Requirement: Reproduce nothing but the closing run of lines: the line with "Note: one point per instance of the white road" and each line that follows it to the end of the data.

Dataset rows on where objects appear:
(begin)

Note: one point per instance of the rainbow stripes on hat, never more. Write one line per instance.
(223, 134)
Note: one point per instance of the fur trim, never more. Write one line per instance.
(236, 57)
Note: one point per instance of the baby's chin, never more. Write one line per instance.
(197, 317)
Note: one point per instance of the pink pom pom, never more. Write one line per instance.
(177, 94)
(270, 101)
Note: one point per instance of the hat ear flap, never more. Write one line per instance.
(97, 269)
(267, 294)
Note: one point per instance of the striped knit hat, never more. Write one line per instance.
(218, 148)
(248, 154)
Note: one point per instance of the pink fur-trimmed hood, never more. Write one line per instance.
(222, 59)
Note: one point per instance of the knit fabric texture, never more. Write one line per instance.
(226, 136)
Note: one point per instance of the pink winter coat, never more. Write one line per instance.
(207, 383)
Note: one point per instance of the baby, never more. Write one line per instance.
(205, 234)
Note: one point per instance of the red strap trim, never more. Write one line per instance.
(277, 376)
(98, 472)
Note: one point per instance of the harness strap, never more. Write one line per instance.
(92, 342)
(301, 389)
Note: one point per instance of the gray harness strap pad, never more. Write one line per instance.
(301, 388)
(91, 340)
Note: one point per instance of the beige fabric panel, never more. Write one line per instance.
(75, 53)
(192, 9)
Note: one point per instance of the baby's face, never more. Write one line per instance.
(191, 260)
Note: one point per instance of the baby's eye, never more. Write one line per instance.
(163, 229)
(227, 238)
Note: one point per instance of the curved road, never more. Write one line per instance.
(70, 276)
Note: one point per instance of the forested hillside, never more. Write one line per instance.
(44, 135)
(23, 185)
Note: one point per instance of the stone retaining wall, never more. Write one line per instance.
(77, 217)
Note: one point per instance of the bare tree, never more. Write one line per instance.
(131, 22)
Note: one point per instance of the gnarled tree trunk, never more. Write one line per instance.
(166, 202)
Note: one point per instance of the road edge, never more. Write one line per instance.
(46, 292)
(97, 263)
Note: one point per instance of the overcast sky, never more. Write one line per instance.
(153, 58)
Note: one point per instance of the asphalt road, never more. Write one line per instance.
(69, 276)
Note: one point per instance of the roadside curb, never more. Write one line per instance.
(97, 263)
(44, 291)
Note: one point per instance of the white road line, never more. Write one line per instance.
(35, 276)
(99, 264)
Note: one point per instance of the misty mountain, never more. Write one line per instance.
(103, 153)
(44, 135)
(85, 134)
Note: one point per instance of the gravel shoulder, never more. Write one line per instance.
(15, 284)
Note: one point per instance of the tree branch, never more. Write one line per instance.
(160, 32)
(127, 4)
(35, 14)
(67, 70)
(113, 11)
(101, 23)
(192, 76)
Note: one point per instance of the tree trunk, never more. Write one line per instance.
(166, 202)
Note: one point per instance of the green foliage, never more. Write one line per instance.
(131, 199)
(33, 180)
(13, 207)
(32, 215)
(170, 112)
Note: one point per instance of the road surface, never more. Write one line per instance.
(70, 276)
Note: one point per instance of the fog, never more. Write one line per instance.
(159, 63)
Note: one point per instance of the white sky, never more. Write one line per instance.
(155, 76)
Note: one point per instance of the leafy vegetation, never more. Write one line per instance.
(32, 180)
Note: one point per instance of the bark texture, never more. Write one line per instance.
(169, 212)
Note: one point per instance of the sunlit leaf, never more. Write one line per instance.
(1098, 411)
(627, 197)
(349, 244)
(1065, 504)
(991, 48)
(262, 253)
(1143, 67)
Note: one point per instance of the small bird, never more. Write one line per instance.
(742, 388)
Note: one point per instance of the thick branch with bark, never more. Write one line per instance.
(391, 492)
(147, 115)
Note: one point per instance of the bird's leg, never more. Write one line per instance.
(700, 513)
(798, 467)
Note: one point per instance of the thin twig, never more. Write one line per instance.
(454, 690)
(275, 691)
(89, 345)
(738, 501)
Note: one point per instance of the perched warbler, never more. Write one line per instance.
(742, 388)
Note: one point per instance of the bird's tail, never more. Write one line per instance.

(end)

Result below:
Note: one point per instance of the white road line, never more. Write one line per instance.
(35, 276)
(99, 264)
Note: one point per instance of the misty mountain, never more. Write one line per instance.
(103, 153)
(44, 135)
(85, 134)
Note: one point per instance of the gravel shoulder, never more. Write one line per instance.
(15, 284)
Note: one point per instance of the tree branch, never more. Write one line per instance.
(160, 32)
(127, 4)
(35, 14)
(67, 70)
(113, 11)
(101, 23)
(192, 76)
Note: one point per instance of the tree trunk, never more. Write one line per instance.
(166, 202)
Note: one point per instance of the green foliage, never more. Write one line per instance.
(131, 199)
(33, 180)
(13, 207)
(32, 215)
(170, 112)
Note: one point per instance of the road surface, never more. Write one line per instance.
(70, 276)
Note: one point per instance of the fog, never more. Write one line per instance.
(159, 63)
Note: one point per instance of the white sky, never more. Write one line per instance.
(155, 76)
Note: one point per instance of the leafy vegetation, never more. Write one line per instance.
(32, 180)
Note: one point per instance of the bark texture, never more. Write one line per instance.
(169, 212)
Note: one point per instance of the sunlit leaf, never more. Write one line per instance.
(1098, 411)
(627, 197)
(349, 244)
(1065, 504)
(991, 48)
(262, 253)
(1143, 67)
Note: one point per instance of the small bird, never more. Write one line per instance.
(742, 388)
Note: one point per instance of the thick branch with bark, never more. Write one line per instance.
(391, 492)
(147, 115)
Note: one point per instance of the bird's leg, never more. Write one line per instance.
(700, 513)
(798, 467)
Note: one point per instance of the thin twig, never more. Write one line per instance.
(454, 690)
(275, 691)
(89, 345)
(738, 501)
Note: one point per instance of the perched warbler, never more. Write one line per instance.
(742, 388)
Note: one point per instance of the bird's tail, never more. Write one line per instance.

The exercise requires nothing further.